_RECORD EXTRACTS_.
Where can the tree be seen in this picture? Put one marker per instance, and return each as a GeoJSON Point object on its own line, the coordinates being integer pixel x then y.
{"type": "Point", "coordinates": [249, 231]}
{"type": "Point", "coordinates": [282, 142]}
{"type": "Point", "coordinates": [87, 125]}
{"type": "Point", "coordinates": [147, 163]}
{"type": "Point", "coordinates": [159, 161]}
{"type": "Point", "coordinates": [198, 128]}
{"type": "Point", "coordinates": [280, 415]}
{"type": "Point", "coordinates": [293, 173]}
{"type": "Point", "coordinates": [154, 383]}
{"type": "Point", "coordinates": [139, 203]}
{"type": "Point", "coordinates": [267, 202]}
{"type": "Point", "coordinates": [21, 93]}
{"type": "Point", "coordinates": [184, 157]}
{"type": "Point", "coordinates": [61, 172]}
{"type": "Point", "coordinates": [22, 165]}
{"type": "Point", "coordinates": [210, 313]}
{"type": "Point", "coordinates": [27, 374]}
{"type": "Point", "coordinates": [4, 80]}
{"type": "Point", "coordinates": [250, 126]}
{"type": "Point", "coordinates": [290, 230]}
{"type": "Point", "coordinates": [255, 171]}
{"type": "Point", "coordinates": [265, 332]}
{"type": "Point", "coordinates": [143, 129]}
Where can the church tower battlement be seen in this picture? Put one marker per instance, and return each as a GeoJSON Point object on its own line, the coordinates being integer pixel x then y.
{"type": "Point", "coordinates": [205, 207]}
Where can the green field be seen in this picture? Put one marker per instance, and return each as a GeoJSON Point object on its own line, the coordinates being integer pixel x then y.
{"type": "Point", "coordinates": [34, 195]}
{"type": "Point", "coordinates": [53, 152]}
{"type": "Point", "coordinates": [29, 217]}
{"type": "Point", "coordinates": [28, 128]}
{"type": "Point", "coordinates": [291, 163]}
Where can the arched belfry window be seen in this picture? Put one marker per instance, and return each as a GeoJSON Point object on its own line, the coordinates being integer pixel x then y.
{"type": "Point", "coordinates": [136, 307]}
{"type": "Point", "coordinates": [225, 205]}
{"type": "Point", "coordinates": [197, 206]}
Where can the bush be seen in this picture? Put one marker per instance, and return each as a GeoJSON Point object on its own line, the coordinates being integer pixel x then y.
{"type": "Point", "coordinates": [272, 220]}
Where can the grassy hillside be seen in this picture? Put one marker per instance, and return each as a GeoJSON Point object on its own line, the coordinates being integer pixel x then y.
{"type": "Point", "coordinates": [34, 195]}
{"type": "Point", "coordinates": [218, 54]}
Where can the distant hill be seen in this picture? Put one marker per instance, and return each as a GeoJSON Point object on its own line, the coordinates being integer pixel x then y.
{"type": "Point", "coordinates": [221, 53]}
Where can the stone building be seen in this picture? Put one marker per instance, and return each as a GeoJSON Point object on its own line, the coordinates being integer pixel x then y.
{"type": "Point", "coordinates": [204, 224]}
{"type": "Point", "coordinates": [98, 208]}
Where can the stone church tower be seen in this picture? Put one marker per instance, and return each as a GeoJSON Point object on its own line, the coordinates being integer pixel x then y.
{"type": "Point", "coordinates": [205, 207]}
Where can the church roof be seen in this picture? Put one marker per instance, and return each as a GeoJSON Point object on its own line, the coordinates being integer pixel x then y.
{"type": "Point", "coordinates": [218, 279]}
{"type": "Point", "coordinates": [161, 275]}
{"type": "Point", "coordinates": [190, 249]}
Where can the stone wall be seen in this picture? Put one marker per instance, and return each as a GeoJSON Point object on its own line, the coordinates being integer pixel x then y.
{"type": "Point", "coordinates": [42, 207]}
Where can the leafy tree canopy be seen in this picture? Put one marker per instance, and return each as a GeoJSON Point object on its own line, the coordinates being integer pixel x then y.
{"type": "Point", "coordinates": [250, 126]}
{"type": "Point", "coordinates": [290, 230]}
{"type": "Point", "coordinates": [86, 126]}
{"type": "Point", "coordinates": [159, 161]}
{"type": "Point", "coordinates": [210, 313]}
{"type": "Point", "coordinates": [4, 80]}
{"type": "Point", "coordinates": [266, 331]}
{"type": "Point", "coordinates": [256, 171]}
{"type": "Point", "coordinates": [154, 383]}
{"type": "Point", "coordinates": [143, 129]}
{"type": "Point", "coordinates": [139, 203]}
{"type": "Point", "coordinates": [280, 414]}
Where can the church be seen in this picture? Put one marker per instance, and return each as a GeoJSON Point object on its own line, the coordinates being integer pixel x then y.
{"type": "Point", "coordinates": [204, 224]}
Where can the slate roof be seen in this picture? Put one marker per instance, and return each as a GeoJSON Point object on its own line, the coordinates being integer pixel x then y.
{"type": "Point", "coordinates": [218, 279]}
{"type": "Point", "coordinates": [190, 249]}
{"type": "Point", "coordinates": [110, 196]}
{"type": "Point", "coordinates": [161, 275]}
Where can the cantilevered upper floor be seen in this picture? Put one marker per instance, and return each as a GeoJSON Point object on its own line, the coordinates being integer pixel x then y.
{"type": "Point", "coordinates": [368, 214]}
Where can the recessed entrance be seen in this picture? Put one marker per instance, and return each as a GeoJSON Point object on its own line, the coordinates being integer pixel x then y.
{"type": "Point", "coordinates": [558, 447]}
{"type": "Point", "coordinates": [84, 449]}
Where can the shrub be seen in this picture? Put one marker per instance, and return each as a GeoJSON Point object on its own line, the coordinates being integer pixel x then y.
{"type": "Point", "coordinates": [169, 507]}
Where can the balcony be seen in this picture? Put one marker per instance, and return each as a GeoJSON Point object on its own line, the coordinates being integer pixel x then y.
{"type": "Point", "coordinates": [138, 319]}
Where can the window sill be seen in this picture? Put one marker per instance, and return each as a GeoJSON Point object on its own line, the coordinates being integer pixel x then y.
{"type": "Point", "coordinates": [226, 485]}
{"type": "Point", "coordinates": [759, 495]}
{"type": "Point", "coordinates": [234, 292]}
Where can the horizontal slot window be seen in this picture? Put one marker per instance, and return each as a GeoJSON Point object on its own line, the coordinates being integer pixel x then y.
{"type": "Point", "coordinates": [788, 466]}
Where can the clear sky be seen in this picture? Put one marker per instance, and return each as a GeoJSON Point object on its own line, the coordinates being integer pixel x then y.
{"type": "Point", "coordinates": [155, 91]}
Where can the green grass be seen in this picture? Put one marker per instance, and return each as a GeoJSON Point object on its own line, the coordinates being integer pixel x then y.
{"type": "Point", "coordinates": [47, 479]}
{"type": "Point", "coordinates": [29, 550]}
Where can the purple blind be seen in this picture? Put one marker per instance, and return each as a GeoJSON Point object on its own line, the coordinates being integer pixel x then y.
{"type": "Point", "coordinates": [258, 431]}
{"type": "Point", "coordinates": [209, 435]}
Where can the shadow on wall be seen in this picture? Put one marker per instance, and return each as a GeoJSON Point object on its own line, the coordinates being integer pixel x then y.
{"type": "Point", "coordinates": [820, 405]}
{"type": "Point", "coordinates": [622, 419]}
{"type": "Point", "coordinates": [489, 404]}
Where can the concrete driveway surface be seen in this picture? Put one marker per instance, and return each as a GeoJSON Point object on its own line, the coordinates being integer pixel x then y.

_WHAT YOU SHOULD DO_. Reproduce all of the records, keeping every character unchanged.

_TASK RESPONSE_.
Where can the tree be seen in this picture? Put one marker per instance, and return each as a GeoJSON Point object on its own line, the coordinates being integer pixel x then y.
{"type": "Point", "coordinates": [249, 231]}
{"type": "Point", "coordinates": [282, 142]}
{"type": "Point", "coordinates": [87, 125]}
{"type": "Point", "coordinates": [147, 163]}
{"type": "Point", "coordinates": [159, 161]}
{"type": "Point", "coordinates": [198, 128]}
{"type": "Point", "coordinates": [280, 415]}
{"type": "Point", "coordinates": [293, 173]}
{"type": "Point", "coordinates": [154, 383]}
{"type": "Point", "coordinates": [139, 203]}
{"type": "Point", "coordinates": [267, 202]}
{"type": "Point", "coordinates": [21, 93]}
{"type": "Point", "coordinates": [184, 157]}
{"type": "Point", "coordinates": [61, 172]}
{"type": "Point", "coordinates": [22, 165]}
{"type": "Point", "coordinates": [210, 313]}
{"type": "Point", "coordinates": [27, 374]}
{"type": "Point", "coordinates": [4, 80]}
{"type": "Point", "coordinates": [250, 126]}
{"type": "Point", "coordinates": [290, 230]}
{"type": "Point", "coordinates": [255, 171]}
{"type": "Point", "coordinates": [265, 332]}
{"type": "Point", "coordinates": [143, 129]}
Where can the church tower battlement be seen in this picture? Put one marker per instance, and return each as a GeoJSON Point object on its own line, the coordinates being integer pixel x then y.
{"type": "Point", "coordinates": [205, 207]}
Where can the green field be seen in this picture? Put one marker per instance, and return each as a GeoJSON Point object on its own line, the coordinates being integer pixel x then y.
{"type": "Point", "coordinates": [34, 195]}
{"type": "Point", "coordinates": [53, 152]}
{"type": "Point", "coordinates": [29, 217]}
{"type": "Point", "coordinates": [28, 128]}
{"type": "Point", "coordinates": [291, 163]}
Where can the arched belfry window be seen in this picture? Put one marker per instance, and return each as a GeoJSON Point object on its own line, the coordinates being integer pixel x then y.
{"type": "Point", "coordinates": [136, 307]}
{"type": "Point", "coordinates": [225, 205]}
{"type": "Point", "coordinates": [197, 206]}
Where can the bush be seen in this picture? Put one marker per instance, and return each as a GeoJSON Point object on its own line, the coordinates being integer pixel x then y.
{"type": "Point", "coordinates": [272, 220]}
Where can the grassy hillside be seen in this picture? Put one marker per instance, and return each as a GeoJSON Point object on its own line, the coordinates being integer pixel x then y.
{"type": "Point", "coordinates": [34, 195]}
{"type": "Point", "coordinates": [218, 54]}
Where can the distant hill be seen in this picture? Put one marker per instance, and return each as a GeoJSON Point object on its own line, the coordinates being integer pixel x then y.
{"type": "Point", "coordinates": [221, 53]}
Where can the stone building be seen in this picture? Put one marker per instance, and return each as a GeoJSON Point object on its own line, the coordinates being integer pixel x then y.
{"type": "Point", "coordinates": [204, 224]}
{"type": "Point", "coordinates": [98, 208]}
Where can the stone church tower be seen in this picture? Put one marker per instance, and return each as a GeoJSON Point object on its own line, the coordinates being integer pixel x then y.
{"type": "Point", "coordinates": [205, 207]}
Where can the church roof be seen in this picture? Put one marker per instance, and return each as a GeoJSON Point object on its own line, the coordinates being integer pixel x then y.
{"type": "Point", "coordinates": [218, 279]}
{"type": "Point", "coordinates": [161, 275]}
{"type": "Point", "coordinates": [190, 249]}
Where can the stone wall be seen in this picture? Put one marker per instance, and return each as a GeoJSON Point object on its own line, the coordinates being integer pixel x then y.
{"type": "Point", "coordinates": [42, 207]}
Where can the leafy tree canopy be seen in this picture? Put one marker per instance, and return each as a GeoJSON Point object on its own line, the coordinates being integer pixel x then y.
{"type": "Point", "coordinates": [250, 126]}
{"type": "Point", "coordinates": [290, 230]}
{"type": "Point", "coordinates": [86, 126]}
{"type": "Point", "coordinates": [159, 161]}
{"type": "Point", "coordinates": [210, 313]}
{"type": "Point", "coordinates": [4, 80]}
{"type": "Point", "coordinates": [266, 331]}
{"type": "Point", "coordinates": [256, 171]}
{"type": "Point", "coordinates": [154, 383]}
{"type": "Point", "coordinates": [143, 129]}
{"type": "Point", "coordinates": [139, 203]}
{"type": "Point", "coordinates": [280, 414]}
Where can the church be seen in this picture? Put one marker per instance, and return each as a GeoJSON Point object on its own line, the coordinates being integer pixel x then y.
{"type": "Point", "coordinates": [204, 224]}
Where can the slate roof be seen in this picture? Put one marker per instance, and return each as a GeoJSON Point object on its own line, the coordinates being integer pixel x then y.
{"type": "Point", "coordinates": [218, 279]}
{"type": "Point", "coordinates": [190, 249]}
{"type": "Point", "coordinates": [110, 196]}
{"type": "Point", "coordinates": [161, 275]}
Where can the cantilevered upper floor be seen in this picture? Put one marker per instance, and return each as a GeoJSON Point object on its own line, the coordinates being integer pixel x then y.
{"type": "Point", "coordinates": [368, 214]}
Where can the recessed entrance be seen in this picture? Put one marker per instance, and return each as a GeoJSON Point object on its own line, the coordinates being integer pixel x then y.
{"type": "Point", "coordinates": [558, 447]}
{"type": "Point", "coordinates": [84, 449]}
Where can the shrub be seen in this picture? Put one marker per instance, and return each as a GeoJSON Point object on its own line, the coordinates being integer pixel x then y.
{"type": "Point", "coordinates": [169, 507]}
Where can the balcony be seen in this picture? Put one marker per instance, and return each as a GeoJSON Point object on its own line, the coordinates being integer pixel x then y.
{"type": "Point", "coordinates": [138, 319]}
Where can the window sill be seen in this picture? Put one marker per instance, and return each as a GeoJSON Point object on its own line, the coordinates being integer pixel x then y.
{"type": "Point", "coordinates": [226, 485]}
{"type": "Point", "coordinates": [759, 495]}
{"type": "Point", "coordinates": [234, 292]}
Where can the horizontal slot window be seen in this picture? Put one marker per instance, and return each as a GeoJSON Point object on its own line, the coordinates being integer pixel x then y.
{"type": "Point", "coordinates": [788, 466]}
Where can the clear sky be seen in this picture? Put one marker per instance, and return each as a GeoJSON Point object on its own line, the coordinates being integer pixel x then y.
{"type": "Point", "coordinates": [155, 91]}
Where can the green grass be seen in this picture? Put one marker per instance, and return each as a GeoJSON Point object on its own line, the coordinates being integer pixel x then y.
{"type": "Point", "coordinates": [47, 479]}
{"type": "Point", "coordinates": [29, 550]}
Where can the purple blind be seen in this picture? Put one marker per instance, and return each as a GeoJSON Point object on its own line, the coordinates being integer pixel x then y.
{"type": "Point", "coordinates": [258, 431]}
{"type": "Point", "coordinates": [209, 435]}
Where can the shadow on wall be seen in this picture? Put one marker per instance, and return each as a GeoJSON Point object on its own line, the coordinates being integer pixel x then y.
{"type": "Point", "coordinates": [820, 405]}
{"type": "Point", "coordinates": [622, 419]}
{"type": "Point", "coordinates": [489, 404]}
Where can the concrete driveway surface be seen in this picture? Put one marker per instance, and return each as a GeoJSON Point object on its own line, the coordinates being integer pixel x then y.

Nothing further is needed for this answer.